■ QUELLENAUSZUG ■
····················
E-Handwerke und Corona

Bild 1: Lothar Hellmann
Bild 1: Lothar Hellmann

Im Vergleich zu anderen Wirtschaftszweigen wie etwa dem Hotel- und Gaststättengewerbe ist das Elektrohandwerk bisher noch vergleichsweise glimpflich durch die Corona-Krise gekommen. Dennoch sind die Auswirkungen in vielfältiger Weise spürbar.

»de«: Die Wirtschaftslage im E-Handwerk war über viele Jahre exzellent und hat nun durch die Corona-Krise einen Dämpfer erhalten. Wie beurteilen Sie die aktuelle wirtschaftliche Situation der Branche?

L. Hellmann: Das lässt sich schwer sagen, weil die Situation sehr dynamisch ist. Wichtige Daten für eine Standortbestimmung hat jedoch unsere Sonderbefragung zur Corona-Krise geliefert, die wir Anfang April durchgeführt haben. Zu diesem Zeitpunkt wirkte sich der Shutdown bereits auf die Elektrohandwerke aus: Der Umsatz brach bei knapp 60 % der Betriebe ein, im Durchschnitt um 44 %. Als hilfreich erwies sich, dass ein Großteil der Betriebe über zum Teil recht umfangreiche Auftragspolster verfügte. Allerdings schmelzen diese Polster kontinuierlich ab. Deshalb gaben auch 53,9 % der Unternehmen an, in naher Zukunft staatliche Unterstützungsleistungen nutzen zu wollen. Auch gaben Betriebe an, dass sie vermehrt das In­strument der Kurzarbeit nutzen werden, wenn sich die Auftragslage nicht verbessert. Dass sich die Situation eingetrübt hat, zeigt unser Geschäftsklimaindex. Während dieser bei der nur vier Wochen zuvor durchgeführten Frühjahrskonjunkturumfrage noch bei erfreulichen 88,2 Punkten lag, sank er Anfang April auf 55,6 Punkte.

Diese Einschätzung liegt allerdings bereits mehrere Wochen zurück. Zwischenzeitlich wurden einige Shutdown-Maßnahmen wieder gelockert. Für die Wirtschaft brachte das bedingt Effekte, so konnten beispielsweise Ladengeschäfte mit kleinerer Verkaufsfläche wieder öffnen. Insgesamt ist mein Gefühl aber – der Trend, der sich bereits in der Befragung andeutete, hält an: Die Elektrohandwerke trifft es nicht so hart wie andere Branchen.
····················
■ ZU ERLEDIGEN ■
#1 Zitiere bitte aus dem Quellenauszug alles von „Im Vergleich zu“ bis hinunter zu „Situation der Branche?“.
#2 Beantworte anhand des Quellenauszugs:
(a) Welcher andere Wirtschaftszweig wird zum Vergleich mit dem Elektrohandwerk genannt?
(b) Um wie viel Prozent brach der Umsatz bei den betroffenen Betrieben im Durchschnitt ein?
(c) Welche Geschäfte konnten nach der Lockerung einiger Shutdown-Maßnahmen wieder öffnen?
Die Liste steht in keinem Zusammenhang mit dem Quellenauszug.

■ ERFASSTE ANGABEN ■
····················
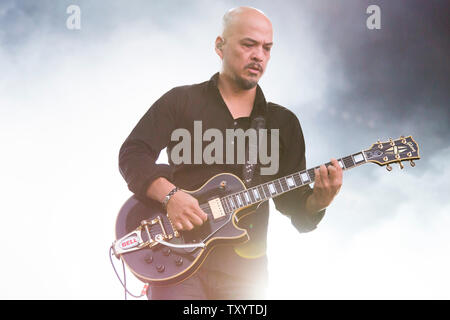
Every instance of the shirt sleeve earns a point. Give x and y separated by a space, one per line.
141 149
292 159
····················
■ ERGEBNISSE JE AUFGABE ■
#1
Im Vergleich zu anderen Wirtschaftszweigen wie etwa dem Hotel- und Gaststättengewerbe ist das Elektrohandwerk bisher noch vergleichsweise glimpflich durch die Corona-Krise gekommen. Dennoch sind die Auswirkungen in vielfältiger Weise spürbar.

»de«: Die Wirtschaftslage im E-Handwerk war über viele Jahre exzellent und hat nun durch die Corona-Krise einen Dämpfer erhalten. Wie beurteilen Sie die aktuelle wirtschaftliche Situation der Branche?

#2
(a) Das Hotel- und Gaststättengewerbe.
(b) Um 44 %.
(c) Ladengeschäfte mit kleinerer Verkaufsfläche.